* Source passage
BEGIN
First, one could use this to generally replace most existing welfare programs, ranging from housing projects, to Section 8 vouchers, to food-stamps, to disability payments. Since everyone is guaranteed a job paying a living wage, there is no need for any further subsidy. Even people on disability can be given a job. Those with physical handicaps can be paid to watch security cameras. Those with schizophrenia are not crazy all the time. Surely there is some safe job they could find dignity in – whether that be cleaning up sidewalks or tending gardens in city parks.
Second, the subsidy money could come from reducing funding for schools. In the past fifty years there has been massive increases in the total amount spent on schooling, and the number of years of schooling. The theory is that since more schooled workers earn more, investing more in schooling will raise all wages. It is becoming more and more clear that this theory was totally wrong.
END
* Dataset extract
BEGIN
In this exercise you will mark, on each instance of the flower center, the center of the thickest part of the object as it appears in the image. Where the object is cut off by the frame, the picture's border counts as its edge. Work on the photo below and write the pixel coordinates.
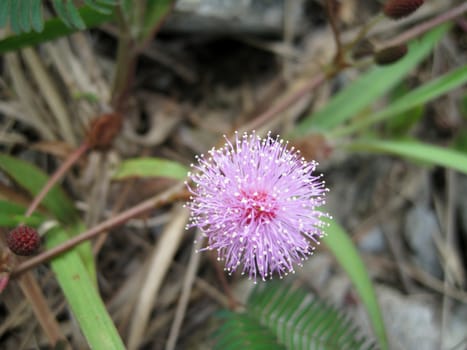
(257, 207)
END
* What to work on
1. Reproduce a section of the welfare passage above. Begin at the words "First, one could" and stop after the words "in city parks.".
2. Which existing welfare programs does the welfare passage name as ones that could be replaced? List every one.
3. Answer these questions using the welfare passage above:
(a) What job does it suggest for people with physical handicaps?
(b) Where does it say the subsidy money could come from?
(c) Over the past fifty years, what two things have seen massive increases?

* The replies
1.
First, one could use this to generally replace most existing welfare programs, ranging from housing projects, to Section 8 vouchers, to food-stamps, to disability payments. Since everyone is guaranteed a job paying a living wage, there is no need for any further subsidy. Even people on disability can be given a job. Those with physical handicaps can be paid to watch security cameras. Those with schizophrenia are not crazy all the time. Surely there is some safe job they could find dignity in – whether that be cleaning up sidewalks or tending gardens in city parks.

2.
- Housing projects
- Section 8 vouchers
- Food-stamps
- Disability payments

3.
(a) They can be paid to watch security cameras.
(b) It could come from reducing funding for schools.
(c) The total amount spent on schooling and the number of years of schooling.